[[ Excerpted passage, beginning ]]

|About this Recording
8.574140 - Guitar Recital: Park, Ji Hyung - ALBÉNIZ, I. / BROUWER, L. / CASTELNUOVO-TEDESCO, M. / SCARLATTI, D. / TAKEMITSU, Toru / THIELEMANS, T.
Ji Hyung Park: Guitar Recital
The music of the classical guitar expresses many styles and characteristics. The selection here includes compositions from various nationalities—Italian, Spanish Cuban, Japanese and Belgian/American. Every track here presents substantial, virtuosic works demanding instrumental mastery and interpretative insights. The versatility of the panorama of music performed here is truly worthy of another young international prize winner.
Domenico Scarlatti (1685–1757), born in Naples, spent nearly 30 years of his professional life in the Iberian peninsula. In about 1719 he was appointed as mestre to the Portuguese royal chapel of John V. Among his many duties was responsibility for teaching Princess María Barbara. In 1729, when the princess married Prince Ferdinand, son of Philip V of Spain, Scarlatti moved with his pupil to the Spanish court.
In 1738 Scarlatti’s fame was enhanced throughout Europe by the publication of 30 of his Essercizi for harpsichord, dedicated to John V, who forthwith appointed him as a Knight of the Order of Santiago. The Essercizi were not merely ‘exercises’ but expressive and brilliant sonatas in binary form that would constitute Scarlatti’s greatest legacy.
Scarlatti continued writing them for the rest of his life, ultimately completing a total of 555 such works, an extraordinary achievement. The great Scarlatti scholar Ralph Kirkpatrick saw him as ‘influenced not only by Spanish music but also by the guitar. Though Scarlatti probably never played the guitar … surely no composer ever fell more deeply under its spell’.
It is therefore appropriate that the playing of Scarlatti’s sonatas is increasingly popular among guitarists. Over recent years guitar arrangements of over 200 sonatas have been published.
Sonata in D major, K. 491, marked Allegro, is a veritable tour de force for a guitarist. Its performance involves trills, scale passages, trumpet effects, thirds set against a lively bass, the delineation of melodic lines, complex arpeggiated episodes in various registers of the instrument, and an energetic rhythmic pulse.

[[ Excerpted passage, end ]]
[[ Information, beginning ]]

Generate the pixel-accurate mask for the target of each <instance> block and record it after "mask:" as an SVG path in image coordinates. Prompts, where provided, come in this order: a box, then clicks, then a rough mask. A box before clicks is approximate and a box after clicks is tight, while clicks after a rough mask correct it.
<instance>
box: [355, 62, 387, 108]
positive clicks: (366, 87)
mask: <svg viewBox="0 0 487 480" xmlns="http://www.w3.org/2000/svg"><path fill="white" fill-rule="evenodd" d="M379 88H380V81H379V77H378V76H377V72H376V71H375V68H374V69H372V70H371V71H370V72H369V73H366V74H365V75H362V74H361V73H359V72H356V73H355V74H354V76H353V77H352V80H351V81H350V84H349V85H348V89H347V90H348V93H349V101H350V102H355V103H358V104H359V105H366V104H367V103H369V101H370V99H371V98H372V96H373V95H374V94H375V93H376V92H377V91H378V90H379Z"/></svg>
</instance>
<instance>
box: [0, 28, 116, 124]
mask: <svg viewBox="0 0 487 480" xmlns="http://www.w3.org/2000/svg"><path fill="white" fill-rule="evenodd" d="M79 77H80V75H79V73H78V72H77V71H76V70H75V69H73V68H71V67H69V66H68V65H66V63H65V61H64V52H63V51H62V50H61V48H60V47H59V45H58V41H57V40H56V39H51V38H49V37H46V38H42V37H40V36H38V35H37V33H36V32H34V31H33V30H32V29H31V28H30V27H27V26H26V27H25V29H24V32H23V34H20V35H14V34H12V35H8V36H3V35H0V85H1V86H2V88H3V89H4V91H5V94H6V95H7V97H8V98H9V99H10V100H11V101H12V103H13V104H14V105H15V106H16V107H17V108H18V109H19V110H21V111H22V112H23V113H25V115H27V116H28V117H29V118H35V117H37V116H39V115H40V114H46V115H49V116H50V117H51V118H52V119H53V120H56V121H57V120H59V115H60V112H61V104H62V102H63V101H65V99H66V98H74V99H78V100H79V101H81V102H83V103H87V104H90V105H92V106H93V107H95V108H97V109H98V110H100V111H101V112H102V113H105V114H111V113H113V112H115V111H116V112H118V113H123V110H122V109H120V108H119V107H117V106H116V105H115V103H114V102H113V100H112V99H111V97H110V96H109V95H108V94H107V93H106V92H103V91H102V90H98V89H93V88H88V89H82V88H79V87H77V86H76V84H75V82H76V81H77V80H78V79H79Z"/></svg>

[[ Information, end ]]

• _Exercise aim_: Based on the recital notes, explain in one to three sentences why it makes sense that Scarlatti's sonatas are increasingly popular among guitarists.

• _Response box_: The scholar Ralph Kirkpatrick saw Scarlatti as influenced not only by Spanish music but also by the guitar. Though Scarlatti probably never played it, Kirkpatrick said no composer ever fell more deeply under its spell, so guitarists playing his sonatas is fitting.